***** FRAGMENTO PARA LEER

COMIENZOS PROMETEDORES (LVII)

69. La busca, Pío Baroja

Acababan de dar las doce, de una manera pausada, acompasada y respetable, en el reloj del pasillo. Era costumbre de aquel viejo reloj, alto y de caja estrecha, adelantar y retrasar a su gusto y antojo la uniforme y monótona serie de las horas que va rodeando nuestra vida, hasta envolverla y dejarla, como a un niño en la cuna, en el oscuro seno del tiempo.

**********

## CONSIGNA 1
Responde con base en el fragmento de La busca:
(a) ¿Qué hora acababa de dar el reloj?
(b) ¿En qué lugar de la casa estaba el reloj?
(c) ¿Cómo era la caja del reloj?

***** DATOS DE ENTRADA

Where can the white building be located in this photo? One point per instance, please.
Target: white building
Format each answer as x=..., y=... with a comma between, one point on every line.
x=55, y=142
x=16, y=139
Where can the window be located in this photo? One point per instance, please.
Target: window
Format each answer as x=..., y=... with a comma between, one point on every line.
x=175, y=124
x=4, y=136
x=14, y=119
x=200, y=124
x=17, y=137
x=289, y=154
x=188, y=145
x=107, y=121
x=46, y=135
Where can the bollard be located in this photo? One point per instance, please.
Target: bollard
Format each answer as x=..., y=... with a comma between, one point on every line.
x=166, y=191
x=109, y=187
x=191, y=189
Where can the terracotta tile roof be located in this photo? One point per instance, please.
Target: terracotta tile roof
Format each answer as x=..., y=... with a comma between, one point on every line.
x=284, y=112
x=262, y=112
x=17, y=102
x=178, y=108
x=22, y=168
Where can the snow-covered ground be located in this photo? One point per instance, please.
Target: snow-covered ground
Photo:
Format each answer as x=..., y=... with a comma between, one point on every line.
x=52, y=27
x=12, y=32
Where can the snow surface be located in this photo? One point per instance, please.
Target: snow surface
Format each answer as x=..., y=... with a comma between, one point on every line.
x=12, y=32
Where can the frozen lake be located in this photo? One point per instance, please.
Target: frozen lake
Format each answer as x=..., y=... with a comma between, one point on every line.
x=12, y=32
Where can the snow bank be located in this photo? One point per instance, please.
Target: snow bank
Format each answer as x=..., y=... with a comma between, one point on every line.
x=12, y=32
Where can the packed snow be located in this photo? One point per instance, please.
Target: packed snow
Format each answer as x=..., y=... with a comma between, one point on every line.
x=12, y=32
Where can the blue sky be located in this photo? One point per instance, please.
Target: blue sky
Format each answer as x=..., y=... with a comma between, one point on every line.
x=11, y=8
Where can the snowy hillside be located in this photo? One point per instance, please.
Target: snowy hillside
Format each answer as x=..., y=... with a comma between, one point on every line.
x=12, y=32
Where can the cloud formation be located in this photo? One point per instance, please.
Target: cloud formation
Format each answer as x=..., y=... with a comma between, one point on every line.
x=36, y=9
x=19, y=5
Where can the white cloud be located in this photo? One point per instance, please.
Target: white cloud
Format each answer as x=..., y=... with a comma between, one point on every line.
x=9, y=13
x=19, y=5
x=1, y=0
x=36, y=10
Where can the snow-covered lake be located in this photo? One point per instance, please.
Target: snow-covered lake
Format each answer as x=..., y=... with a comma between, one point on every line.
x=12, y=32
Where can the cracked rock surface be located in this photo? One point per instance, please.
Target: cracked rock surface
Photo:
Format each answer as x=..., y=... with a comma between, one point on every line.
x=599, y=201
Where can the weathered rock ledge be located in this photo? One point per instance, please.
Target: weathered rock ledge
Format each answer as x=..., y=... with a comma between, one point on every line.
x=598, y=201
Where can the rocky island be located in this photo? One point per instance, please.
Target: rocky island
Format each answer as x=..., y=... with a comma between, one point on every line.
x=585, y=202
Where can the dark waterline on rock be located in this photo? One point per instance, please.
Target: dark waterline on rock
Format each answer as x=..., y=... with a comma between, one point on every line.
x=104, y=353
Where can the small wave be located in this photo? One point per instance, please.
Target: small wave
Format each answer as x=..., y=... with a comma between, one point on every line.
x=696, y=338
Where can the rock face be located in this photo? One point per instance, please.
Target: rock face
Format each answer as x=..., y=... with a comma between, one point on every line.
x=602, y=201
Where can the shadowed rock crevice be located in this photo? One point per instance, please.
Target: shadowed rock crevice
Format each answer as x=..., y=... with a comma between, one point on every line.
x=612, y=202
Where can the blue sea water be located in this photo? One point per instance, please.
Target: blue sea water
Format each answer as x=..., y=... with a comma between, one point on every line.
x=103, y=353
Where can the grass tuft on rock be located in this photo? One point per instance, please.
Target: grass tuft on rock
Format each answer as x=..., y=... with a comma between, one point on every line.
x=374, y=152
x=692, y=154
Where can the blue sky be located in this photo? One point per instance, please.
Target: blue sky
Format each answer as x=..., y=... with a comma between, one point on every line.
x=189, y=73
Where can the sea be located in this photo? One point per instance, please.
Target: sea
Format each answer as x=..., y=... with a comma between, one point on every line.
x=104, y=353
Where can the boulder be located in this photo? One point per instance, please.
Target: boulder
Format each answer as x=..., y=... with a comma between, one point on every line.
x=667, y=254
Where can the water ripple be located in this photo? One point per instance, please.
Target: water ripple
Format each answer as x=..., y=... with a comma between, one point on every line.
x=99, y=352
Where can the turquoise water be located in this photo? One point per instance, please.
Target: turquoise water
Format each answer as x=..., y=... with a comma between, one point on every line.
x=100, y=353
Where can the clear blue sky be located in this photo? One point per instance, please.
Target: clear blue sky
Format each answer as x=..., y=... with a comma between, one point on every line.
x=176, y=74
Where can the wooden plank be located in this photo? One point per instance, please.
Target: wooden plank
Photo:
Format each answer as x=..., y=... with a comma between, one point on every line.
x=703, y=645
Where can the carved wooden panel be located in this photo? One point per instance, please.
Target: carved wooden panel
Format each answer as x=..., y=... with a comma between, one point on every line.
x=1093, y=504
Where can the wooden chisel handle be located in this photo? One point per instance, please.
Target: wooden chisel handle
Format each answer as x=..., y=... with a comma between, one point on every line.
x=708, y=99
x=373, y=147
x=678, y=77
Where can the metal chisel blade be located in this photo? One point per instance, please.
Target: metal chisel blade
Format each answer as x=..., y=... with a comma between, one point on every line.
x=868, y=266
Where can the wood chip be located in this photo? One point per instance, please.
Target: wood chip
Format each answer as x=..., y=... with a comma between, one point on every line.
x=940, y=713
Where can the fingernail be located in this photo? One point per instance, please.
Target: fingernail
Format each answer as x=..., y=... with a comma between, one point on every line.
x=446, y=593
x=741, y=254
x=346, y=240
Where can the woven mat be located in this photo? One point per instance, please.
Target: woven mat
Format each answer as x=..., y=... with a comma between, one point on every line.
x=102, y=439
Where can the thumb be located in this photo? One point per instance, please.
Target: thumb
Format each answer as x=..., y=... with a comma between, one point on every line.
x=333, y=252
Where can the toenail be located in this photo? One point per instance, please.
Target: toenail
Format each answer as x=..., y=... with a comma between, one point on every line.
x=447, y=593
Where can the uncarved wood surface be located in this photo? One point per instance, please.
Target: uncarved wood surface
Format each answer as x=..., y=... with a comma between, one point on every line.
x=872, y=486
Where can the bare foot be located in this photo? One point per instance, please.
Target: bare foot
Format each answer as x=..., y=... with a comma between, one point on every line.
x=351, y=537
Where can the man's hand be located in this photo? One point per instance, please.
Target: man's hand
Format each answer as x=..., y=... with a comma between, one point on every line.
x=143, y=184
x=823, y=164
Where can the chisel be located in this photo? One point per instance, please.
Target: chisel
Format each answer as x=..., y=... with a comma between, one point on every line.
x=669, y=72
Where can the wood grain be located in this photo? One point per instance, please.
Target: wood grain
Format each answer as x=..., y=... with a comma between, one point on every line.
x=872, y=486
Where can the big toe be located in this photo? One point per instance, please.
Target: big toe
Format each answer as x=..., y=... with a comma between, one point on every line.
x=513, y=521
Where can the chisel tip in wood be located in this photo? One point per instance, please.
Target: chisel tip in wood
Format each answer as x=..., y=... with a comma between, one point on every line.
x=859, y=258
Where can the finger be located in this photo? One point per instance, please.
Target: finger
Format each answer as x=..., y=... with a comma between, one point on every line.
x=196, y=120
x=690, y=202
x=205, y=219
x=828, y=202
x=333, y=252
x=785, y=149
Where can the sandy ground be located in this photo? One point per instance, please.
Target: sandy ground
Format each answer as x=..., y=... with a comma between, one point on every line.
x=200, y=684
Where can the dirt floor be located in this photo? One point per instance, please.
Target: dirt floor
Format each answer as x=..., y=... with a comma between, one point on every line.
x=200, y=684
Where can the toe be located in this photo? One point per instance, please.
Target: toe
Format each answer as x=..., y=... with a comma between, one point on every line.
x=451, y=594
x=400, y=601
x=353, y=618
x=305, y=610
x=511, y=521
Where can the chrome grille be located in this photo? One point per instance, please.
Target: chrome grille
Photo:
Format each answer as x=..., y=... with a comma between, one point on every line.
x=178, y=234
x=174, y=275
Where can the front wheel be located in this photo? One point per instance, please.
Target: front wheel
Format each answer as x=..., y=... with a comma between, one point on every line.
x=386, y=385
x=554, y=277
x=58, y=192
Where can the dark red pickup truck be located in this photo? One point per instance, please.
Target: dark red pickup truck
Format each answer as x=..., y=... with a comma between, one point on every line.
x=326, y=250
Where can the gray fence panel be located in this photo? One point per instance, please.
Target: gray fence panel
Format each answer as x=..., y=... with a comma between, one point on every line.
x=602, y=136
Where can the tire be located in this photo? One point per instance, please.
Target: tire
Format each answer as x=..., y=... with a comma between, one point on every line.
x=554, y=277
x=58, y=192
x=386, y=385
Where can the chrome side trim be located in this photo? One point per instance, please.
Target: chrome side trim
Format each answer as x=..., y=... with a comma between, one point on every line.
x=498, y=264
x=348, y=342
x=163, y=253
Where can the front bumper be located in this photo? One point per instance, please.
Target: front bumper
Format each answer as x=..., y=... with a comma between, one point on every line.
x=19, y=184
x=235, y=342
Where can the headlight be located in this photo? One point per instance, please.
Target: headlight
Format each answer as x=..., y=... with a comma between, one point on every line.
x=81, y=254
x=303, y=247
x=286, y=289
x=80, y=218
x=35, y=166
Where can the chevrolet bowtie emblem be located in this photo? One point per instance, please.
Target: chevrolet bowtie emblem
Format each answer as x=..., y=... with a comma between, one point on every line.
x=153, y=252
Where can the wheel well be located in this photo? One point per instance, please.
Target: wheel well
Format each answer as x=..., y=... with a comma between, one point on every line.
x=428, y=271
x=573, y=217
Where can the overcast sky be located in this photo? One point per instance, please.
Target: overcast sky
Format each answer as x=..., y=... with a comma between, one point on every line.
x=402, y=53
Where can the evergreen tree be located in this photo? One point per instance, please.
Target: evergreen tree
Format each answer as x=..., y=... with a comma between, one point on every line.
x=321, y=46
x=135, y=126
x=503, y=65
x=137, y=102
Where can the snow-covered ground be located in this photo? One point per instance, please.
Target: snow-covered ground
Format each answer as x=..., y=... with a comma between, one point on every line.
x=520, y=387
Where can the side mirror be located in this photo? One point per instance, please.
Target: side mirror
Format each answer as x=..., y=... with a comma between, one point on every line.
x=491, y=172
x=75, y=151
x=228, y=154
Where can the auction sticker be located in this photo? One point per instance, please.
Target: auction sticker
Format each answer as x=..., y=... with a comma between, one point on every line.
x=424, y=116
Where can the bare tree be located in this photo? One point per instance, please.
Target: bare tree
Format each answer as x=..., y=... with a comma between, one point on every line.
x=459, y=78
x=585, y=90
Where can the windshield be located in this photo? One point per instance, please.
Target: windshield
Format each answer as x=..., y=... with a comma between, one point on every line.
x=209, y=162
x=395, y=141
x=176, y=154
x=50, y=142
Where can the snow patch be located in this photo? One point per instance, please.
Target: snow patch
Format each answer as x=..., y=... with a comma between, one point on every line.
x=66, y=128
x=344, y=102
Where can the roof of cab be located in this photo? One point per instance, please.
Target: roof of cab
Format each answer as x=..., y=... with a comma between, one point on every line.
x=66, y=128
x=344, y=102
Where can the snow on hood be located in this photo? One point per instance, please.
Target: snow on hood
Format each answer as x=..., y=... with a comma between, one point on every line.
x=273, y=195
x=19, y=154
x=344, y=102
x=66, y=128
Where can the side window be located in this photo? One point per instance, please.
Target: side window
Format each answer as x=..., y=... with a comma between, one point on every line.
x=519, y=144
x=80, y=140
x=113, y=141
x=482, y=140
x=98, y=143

**********

## CONSIGNA 2
Muestra cada línea de los registros en la que aparezca la cadena "packed".

## SALIDA CORRECTA 1
(a) Las doce.
(b) En el pasillo.
(c) Estrecha.

## SALIDA CORRECTA 2
Where can the packed snow be located in this photo? One point per instance, please.
Target: packed snow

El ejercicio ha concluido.